Problem to work on =
Pull every line holding the word "shrub" from the data below and copy it.
(Material for the task begins)
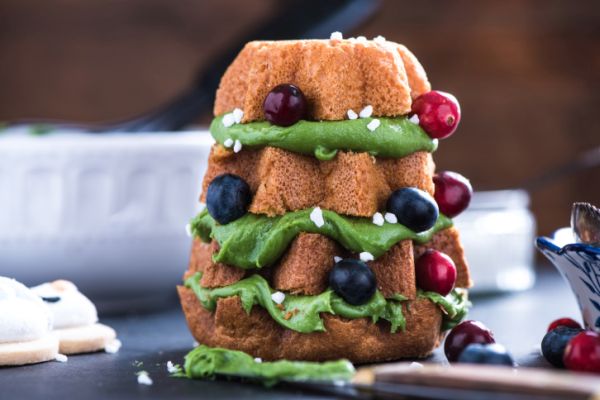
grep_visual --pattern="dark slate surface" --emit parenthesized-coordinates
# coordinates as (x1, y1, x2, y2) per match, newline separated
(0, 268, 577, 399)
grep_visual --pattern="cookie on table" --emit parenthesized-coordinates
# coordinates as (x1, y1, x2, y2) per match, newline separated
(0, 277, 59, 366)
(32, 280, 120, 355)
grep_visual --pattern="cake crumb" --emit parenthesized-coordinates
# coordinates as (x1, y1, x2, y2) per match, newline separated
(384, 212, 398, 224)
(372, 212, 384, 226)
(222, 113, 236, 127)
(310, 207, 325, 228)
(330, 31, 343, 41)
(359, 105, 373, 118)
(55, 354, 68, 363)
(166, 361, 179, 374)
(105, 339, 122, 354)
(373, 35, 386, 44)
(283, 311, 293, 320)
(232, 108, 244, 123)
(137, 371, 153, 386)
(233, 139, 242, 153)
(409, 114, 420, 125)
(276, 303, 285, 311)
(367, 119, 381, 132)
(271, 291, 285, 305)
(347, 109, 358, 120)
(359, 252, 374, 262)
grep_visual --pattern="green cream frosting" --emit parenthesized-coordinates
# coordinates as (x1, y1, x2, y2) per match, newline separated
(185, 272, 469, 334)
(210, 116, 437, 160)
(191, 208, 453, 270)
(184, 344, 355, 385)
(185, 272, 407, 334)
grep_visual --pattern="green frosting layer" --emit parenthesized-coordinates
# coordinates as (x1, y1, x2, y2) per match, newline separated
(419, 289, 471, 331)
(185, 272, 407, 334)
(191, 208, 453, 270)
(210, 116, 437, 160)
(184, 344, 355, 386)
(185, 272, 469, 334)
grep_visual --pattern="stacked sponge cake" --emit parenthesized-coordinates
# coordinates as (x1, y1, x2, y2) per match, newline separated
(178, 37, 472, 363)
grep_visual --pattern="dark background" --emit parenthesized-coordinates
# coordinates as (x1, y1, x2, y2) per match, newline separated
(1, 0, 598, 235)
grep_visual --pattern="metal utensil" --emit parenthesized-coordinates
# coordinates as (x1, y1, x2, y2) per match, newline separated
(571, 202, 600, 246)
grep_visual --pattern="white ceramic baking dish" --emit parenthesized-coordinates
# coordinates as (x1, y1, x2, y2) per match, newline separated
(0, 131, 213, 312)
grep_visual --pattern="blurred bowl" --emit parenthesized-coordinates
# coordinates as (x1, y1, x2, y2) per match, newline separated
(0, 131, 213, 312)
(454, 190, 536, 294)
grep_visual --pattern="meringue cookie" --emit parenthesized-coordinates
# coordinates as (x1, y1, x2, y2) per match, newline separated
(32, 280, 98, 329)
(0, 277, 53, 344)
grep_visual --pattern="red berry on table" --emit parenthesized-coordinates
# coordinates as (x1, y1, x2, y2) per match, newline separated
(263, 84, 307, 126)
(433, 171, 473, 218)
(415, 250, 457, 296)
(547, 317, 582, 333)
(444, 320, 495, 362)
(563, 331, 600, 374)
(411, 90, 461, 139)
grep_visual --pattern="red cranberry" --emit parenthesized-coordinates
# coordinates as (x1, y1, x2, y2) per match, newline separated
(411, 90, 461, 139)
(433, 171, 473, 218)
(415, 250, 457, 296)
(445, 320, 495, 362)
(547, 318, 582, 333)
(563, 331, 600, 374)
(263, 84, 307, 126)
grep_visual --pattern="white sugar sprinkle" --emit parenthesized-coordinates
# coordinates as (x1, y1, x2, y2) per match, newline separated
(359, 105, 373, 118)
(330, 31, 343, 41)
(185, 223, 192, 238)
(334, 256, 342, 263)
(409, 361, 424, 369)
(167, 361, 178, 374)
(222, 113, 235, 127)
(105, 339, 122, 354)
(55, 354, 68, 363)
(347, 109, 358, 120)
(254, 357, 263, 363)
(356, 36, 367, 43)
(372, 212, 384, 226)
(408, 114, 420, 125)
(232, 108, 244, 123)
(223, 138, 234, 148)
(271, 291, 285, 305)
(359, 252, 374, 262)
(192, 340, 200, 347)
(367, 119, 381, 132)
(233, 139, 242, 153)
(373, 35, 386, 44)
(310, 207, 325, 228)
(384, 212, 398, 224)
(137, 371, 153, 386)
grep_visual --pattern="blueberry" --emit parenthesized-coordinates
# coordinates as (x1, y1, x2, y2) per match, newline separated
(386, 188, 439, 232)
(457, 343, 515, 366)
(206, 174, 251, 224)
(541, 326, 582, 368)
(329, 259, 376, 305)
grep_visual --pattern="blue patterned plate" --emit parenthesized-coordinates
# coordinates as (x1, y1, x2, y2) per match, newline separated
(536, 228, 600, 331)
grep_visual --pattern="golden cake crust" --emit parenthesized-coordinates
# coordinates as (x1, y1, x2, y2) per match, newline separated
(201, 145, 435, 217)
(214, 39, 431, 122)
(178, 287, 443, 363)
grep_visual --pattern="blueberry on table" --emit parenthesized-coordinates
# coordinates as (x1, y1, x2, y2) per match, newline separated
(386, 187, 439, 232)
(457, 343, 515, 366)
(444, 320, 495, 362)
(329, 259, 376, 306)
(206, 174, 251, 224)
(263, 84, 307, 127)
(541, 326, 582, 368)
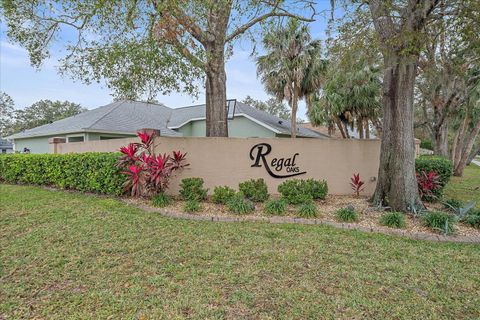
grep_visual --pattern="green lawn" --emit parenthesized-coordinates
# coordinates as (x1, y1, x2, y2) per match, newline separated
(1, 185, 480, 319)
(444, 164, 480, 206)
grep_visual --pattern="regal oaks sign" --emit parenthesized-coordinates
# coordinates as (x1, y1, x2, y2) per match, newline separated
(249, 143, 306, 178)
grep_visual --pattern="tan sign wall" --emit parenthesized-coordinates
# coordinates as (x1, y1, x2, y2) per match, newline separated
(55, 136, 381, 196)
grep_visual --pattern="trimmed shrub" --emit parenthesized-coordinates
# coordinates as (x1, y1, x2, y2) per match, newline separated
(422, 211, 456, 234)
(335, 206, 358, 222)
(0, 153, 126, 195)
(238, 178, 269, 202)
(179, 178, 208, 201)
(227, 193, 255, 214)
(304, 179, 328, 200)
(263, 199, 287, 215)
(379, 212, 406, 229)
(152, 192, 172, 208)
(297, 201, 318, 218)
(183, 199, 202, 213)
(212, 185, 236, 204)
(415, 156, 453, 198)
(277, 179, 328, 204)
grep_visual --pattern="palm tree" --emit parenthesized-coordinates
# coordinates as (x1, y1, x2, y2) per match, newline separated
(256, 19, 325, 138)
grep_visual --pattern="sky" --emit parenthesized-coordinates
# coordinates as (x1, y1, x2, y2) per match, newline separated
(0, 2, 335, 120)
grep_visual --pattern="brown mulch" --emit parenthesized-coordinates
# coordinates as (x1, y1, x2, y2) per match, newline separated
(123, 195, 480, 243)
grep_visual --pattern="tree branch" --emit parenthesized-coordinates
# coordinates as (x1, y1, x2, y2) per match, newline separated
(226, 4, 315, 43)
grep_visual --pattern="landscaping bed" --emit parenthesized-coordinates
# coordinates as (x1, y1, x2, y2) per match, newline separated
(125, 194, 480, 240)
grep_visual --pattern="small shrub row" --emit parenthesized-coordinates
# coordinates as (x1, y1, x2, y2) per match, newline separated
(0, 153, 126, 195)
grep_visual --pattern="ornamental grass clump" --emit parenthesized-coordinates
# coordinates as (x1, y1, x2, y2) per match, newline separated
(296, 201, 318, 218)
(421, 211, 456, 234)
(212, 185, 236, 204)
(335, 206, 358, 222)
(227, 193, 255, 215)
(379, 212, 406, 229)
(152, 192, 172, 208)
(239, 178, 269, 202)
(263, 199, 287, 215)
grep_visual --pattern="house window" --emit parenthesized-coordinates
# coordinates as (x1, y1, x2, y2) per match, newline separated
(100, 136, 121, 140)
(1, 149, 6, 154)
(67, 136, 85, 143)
(Material for the task ends)
Exercise response =
grep_visual --pattern="trimmed shrub" --emit parenthesized-coordinates
grep_visual --pattern="small shrub row" --emit parenthesized-coordinates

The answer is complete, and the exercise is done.